Start of Data for this exercise

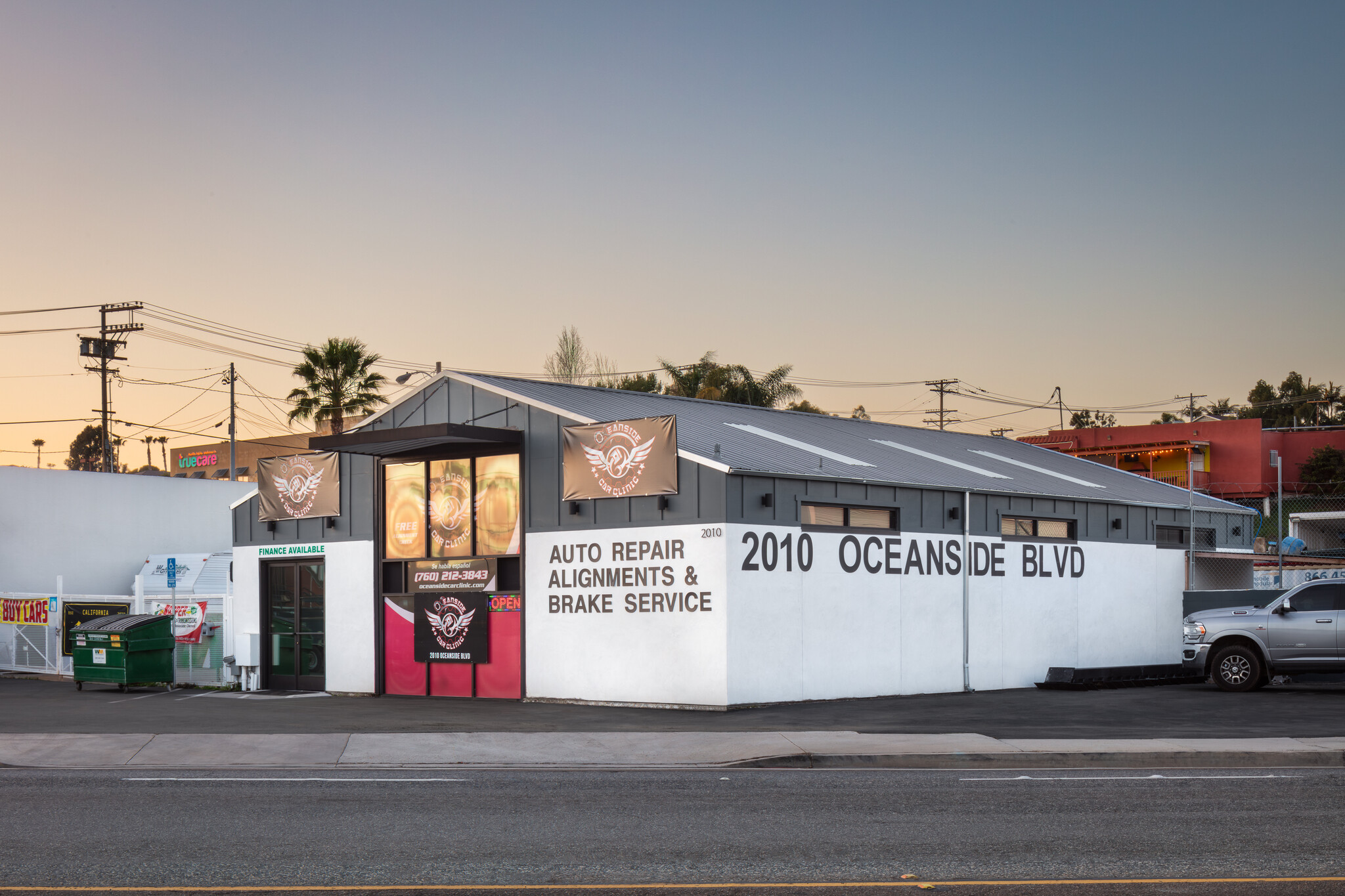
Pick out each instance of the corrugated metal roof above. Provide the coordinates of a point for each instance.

End of Data for this exercise
Start of Data for this exercise

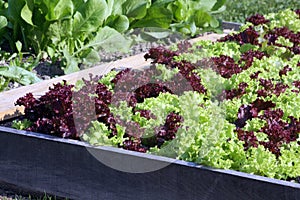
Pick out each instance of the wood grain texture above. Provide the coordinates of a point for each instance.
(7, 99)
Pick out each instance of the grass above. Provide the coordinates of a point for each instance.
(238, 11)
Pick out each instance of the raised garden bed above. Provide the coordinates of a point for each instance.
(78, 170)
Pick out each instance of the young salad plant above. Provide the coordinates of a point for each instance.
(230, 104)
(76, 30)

End of Data for this exercise

● Job: Can you extract every line of the records that contains the word "Provide", treating uppercase and lowercase letters as different?

● Exercise response:
Pick out each instance of the corrugated metal roof above. Provide the coordinates of a point for each instance.
Pick out each instance of the wood grain texture above. Provide the coordinates of a point for each instance.
Pick out each instance of the grass above. Provide the coordinates of a point for each instance.
Pick out each instance of the raised garden bed above. Provide the coordinates of a point for each instance.
Pick out each instance of the young salad plant above. Provide the coordinates of a point for each instance.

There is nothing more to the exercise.